● **TASK DETAILS**:
The lines to extract run from the first line of the entries through the line that contains "positive clicks: (263, 173)"; reproduce exactly those lines and no others.

● **DATA SHOWN**:

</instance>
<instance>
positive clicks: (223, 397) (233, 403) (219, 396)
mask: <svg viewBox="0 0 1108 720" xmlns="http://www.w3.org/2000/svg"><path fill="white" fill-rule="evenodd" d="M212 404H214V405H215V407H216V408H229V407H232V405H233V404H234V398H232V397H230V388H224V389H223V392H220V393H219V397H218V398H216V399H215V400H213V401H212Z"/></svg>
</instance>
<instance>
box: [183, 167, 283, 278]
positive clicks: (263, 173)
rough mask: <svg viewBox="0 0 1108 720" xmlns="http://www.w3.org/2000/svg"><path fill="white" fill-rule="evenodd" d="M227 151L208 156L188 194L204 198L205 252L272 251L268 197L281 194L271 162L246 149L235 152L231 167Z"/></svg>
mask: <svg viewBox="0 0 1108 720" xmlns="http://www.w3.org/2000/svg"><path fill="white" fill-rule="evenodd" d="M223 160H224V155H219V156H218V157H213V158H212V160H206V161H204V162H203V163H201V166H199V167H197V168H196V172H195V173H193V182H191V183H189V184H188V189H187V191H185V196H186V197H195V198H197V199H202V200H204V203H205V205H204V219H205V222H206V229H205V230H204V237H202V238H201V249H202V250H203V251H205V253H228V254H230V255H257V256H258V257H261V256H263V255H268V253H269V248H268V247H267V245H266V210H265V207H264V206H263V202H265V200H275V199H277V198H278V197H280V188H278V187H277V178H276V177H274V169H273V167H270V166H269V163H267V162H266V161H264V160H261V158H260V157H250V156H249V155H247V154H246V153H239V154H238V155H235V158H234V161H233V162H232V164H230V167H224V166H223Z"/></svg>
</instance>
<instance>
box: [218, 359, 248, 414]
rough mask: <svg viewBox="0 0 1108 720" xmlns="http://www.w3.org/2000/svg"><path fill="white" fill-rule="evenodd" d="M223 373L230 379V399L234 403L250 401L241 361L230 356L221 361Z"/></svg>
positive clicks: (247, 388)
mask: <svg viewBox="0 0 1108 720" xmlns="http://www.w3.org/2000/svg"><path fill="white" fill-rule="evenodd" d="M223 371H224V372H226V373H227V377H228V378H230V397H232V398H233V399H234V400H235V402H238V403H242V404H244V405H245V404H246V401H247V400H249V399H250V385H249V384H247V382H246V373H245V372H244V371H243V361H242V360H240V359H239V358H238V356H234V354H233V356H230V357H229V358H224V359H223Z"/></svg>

● **REPLY TO THE EXERCISE**:
</instance>
<instance>
positive clicks: (223, 397) (233, 403) (219, 396)
mask: <svg viewBox="0 0 1108 720" xmlns="http://www.w3.org/2000/svg"><path fill="white" fill-rule="evenodd" d="M212 404H214V405H215V407H216V408H229V407H232V405H233V404H234V398H232V397H230V388H224V389H223V392H220V393H219V397H218V398H216V399H215V400H213V401H212Z"/></svg>
</instance>
<instance>
box: [183, 167, 283, 278]
positive clicks: (263, 173)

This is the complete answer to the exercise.